This “Process” that I’m walking with words is to “Purify” my vocabulary, by taking a few of the most “Prolific” words that I use, describe how I have used them, and correcting if needed the context in which I use them, by going through the Alphabet from “A” to “Z”.
“Sitting” in this “Sanctuary” in which I call home, “Surrounded” by these walls that “Seems” to close in whenever I’m in my mind and forget to Breathe out in “Space”, as the time “Slowly” “Slips” by, I find my-‘Self” dozing off, then wake up like holy “Shit” what was that, “Stating” I’m “Sorry” to my body for “Shutting” down, in the moment that it was “Showing” me the face of Procrastination I often times participate in, as the first “Sin” of Rebellion, but unable to “See” it because my mind is (Let’s “Say”) elsewhere and not Here.
Being that I was “Stuck” in a moment of wanting to be “Saved” that I’ve engrained within me, as the first “Step” of Religion, the belief that one needs to be “Saved”, but from what though, was my question, while holding open a back door just in case I couldn’t “Save” myself., then realized ‘Hey wait a minute “STOP”, this is not who you are, but only after the fact of a wasted moment, I mean this is what “Self” “Sees” that I fail to take responsibility for.

**SET EXERCISE A:** Please substitute "Label" for "Target" in the records, from the line with "of the water" through the end of the records, keeping everything else unchanged. Give only those lines.
The records below have no connection to the vocabulary reflection.

[Dataset items]
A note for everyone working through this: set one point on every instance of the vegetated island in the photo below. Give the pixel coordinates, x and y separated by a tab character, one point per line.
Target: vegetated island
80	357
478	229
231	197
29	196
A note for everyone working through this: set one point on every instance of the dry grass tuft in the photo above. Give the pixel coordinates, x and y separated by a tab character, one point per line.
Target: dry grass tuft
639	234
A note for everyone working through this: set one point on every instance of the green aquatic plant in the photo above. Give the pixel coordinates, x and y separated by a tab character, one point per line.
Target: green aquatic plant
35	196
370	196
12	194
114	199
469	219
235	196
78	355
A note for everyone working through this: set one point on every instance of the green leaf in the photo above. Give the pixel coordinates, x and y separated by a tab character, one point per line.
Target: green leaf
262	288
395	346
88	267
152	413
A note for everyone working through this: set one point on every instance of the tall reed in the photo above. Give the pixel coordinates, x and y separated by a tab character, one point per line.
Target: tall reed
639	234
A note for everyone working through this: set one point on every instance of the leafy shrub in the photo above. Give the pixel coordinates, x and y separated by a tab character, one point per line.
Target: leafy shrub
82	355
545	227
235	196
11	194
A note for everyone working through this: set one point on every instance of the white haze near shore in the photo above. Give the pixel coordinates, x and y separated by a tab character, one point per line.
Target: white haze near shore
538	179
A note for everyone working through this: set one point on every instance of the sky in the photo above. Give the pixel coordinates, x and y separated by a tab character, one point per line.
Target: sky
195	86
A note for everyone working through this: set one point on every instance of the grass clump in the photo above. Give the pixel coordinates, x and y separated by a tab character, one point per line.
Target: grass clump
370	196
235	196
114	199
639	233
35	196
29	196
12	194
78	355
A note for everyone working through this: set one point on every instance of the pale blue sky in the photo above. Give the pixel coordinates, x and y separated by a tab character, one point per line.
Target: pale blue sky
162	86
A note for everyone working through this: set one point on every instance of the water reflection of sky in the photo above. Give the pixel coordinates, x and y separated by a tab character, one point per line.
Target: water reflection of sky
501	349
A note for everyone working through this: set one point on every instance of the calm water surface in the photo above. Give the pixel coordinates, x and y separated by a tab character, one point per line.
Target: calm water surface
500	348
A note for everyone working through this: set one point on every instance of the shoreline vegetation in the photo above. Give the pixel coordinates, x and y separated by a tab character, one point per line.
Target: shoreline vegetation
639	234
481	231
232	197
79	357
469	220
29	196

**SET EXERCISE B:** Write out the vocabulary reflection word for word, from "Being that I" to "take responsibility for.".

**TASK SOLUTION A:**
A note for everyone working through this: set one point on every instance of the water reflection of sky in the photo above. Give the pixel coordinates, x and y separated by a tab character, one point per line.
Label: water reflection of sky
501	349
A note for everyone working through this: set one point on every instance of the calm water surface in the photo above. Give the pixel coordinates, x and y separated by a tab character, one point per line.
Label: calm water surface
500	348
A note for everyone working through this: set one point on every instance of the shoreline vegetation in the photo above. Give the pixel coordinates, x and y separated by a tab character, one point per line.
Label: shoreline vegetation
639	234
481	231
232	197
79	357
469	220
29	196

**TASK SOLUTION B:**
Being that I was “Stuck” in a moment of wanting to be “Saved” that I’ve engrained within me, as the first “Step” of Religion, the belief that one needs to be “Saved”, but from what though, was my question, while holding open a back door just in case I couldn’t “Save” myself., then realized ‘Hey wait a minute “STOP”, this is not who you are, but only after the fact of a wasted moment, I mean this is what “Self” “Sees” that I fail to take responsibility for.